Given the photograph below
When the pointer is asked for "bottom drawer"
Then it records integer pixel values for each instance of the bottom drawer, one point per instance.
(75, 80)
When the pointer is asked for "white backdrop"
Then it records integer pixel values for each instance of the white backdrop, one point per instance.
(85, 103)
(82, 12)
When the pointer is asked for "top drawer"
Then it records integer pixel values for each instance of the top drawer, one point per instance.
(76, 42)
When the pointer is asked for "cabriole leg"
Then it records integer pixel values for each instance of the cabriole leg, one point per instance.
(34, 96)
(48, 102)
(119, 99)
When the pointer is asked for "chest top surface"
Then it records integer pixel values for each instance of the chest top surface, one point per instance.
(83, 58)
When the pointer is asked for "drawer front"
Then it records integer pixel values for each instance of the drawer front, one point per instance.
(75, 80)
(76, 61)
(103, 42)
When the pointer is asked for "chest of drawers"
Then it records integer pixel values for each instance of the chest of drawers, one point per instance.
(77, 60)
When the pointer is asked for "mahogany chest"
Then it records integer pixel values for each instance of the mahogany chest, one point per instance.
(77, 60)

--------

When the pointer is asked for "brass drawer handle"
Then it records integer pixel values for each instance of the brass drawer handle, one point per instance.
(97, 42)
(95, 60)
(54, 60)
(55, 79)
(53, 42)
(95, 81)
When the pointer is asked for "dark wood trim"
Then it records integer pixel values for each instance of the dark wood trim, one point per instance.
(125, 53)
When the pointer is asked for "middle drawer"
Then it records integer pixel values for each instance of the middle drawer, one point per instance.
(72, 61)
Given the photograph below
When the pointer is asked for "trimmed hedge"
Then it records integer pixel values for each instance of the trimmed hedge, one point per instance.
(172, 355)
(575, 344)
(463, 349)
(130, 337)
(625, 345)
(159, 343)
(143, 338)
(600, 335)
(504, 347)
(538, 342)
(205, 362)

--------

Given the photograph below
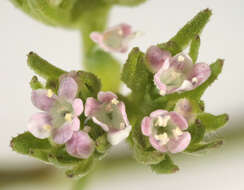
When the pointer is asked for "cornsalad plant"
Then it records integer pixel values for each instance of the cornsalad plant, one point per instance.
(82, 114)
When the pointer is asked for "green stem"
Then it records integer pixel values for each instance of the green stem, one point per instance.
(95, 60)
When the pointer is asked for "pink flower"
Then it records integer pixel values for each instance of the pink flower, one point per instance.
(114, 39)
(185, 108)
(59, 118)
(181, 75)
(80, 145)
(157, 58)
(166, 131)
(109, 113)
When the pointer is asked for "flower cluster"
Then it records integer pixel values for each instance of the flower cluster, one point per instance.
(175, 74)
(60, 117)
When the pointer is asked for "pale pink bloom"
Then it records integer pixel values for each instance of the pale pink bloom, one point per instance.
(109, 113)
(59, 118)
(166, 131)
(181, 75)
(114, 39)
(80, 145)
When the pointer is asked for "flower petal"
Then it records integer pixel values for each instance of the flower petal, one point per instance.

--------

From the entries, give the number of lines where the string "petal" is found, and nothing else.

- RESULT OF THE EXERCISE
2